Image object location entries:
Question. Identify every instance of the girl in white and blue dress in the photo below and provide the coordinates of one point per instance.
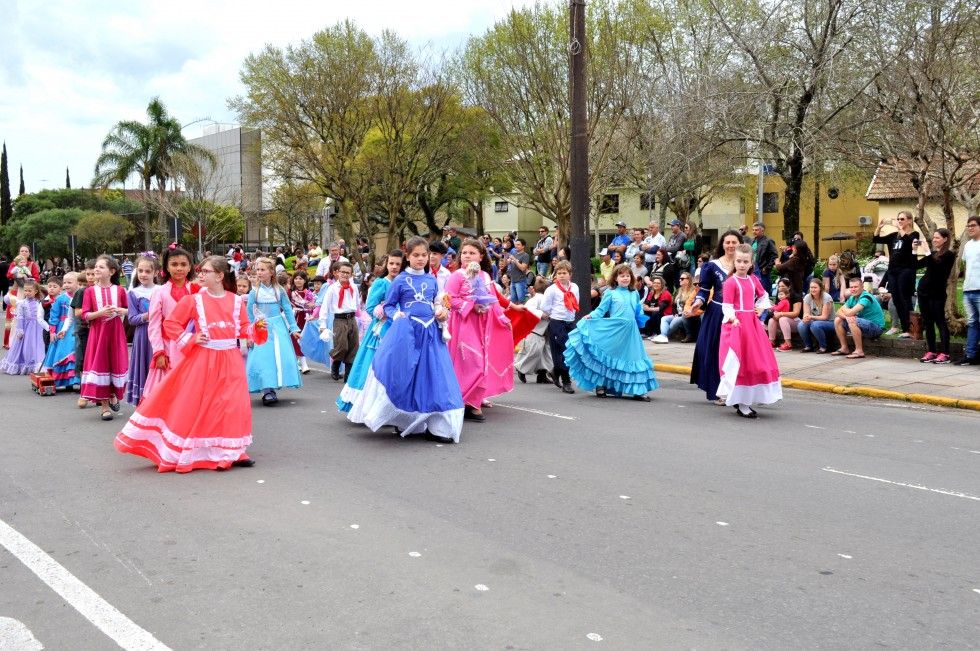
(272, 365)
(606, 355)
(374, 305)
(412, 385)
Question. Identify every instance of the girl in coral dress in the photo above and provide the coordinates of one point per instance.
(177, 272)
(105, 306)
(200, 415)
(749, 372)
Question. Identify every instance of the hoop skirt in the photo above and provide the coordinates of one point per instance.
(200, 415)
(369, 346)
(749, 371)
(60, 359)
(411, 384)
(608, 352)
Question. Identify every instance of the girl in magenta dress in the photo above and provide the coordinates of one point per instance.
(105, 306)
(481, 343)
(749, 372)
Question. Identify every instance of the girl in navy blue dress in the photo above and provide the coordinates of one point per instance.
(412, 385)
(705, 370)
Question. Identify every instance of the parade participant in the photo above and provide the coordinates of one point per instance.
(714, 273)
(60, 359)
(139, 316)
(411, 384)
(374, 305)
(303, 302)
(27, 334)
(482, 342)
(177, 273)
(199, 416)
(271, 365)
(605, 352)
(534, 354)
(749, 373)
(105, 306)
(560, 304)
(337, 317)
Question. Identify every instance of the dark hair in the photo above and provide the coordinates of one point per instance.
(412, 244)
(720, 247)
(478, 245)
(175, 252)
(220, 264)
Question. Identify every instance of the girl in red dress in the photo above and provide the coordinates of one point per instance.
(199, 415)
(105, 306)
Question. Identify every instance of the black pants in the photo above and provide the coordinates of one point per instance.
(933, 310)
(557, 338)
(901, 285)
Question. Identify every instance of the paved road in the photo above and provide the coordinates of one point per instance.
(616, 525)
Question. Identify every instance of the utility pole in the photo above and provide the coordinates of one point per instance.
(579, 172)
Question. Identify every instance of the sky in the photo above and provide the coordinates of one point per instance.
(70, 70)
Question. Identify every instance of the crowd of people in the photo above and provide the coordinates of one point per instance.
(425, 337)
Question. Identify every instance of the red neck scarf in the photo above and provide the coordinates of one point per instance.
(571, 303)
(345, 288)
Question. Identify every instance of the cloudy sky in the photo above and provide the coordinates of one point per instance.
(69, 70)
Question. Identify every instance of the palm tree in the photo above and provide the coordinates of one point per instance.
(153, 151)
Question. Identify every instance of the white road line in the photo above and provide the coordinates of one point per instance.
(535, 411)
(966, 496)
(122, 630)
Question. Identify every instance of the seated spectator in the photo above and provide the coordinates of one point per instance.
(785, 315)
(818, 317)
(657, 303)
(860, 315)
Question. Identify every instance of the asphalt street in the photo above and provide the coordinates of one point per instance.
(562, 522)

■ Requirement
Rewrite the part of the records that opens with the line containing "Question. Identify every instance of the seated" and runs through the end of the records. Keep every request line and offset each coordinate in the answers by -130.

■ Solution for this task
Question. Identify every instance of the seated spectator in the photo above and provide the coordinates of one point per instance.
(655, 185)
(688, 187)
(527, 173)
(730, 185)
Question. Identify every instance of the asphalt street in the photo above and provide the coordinates of one point per instance.
(432, 392)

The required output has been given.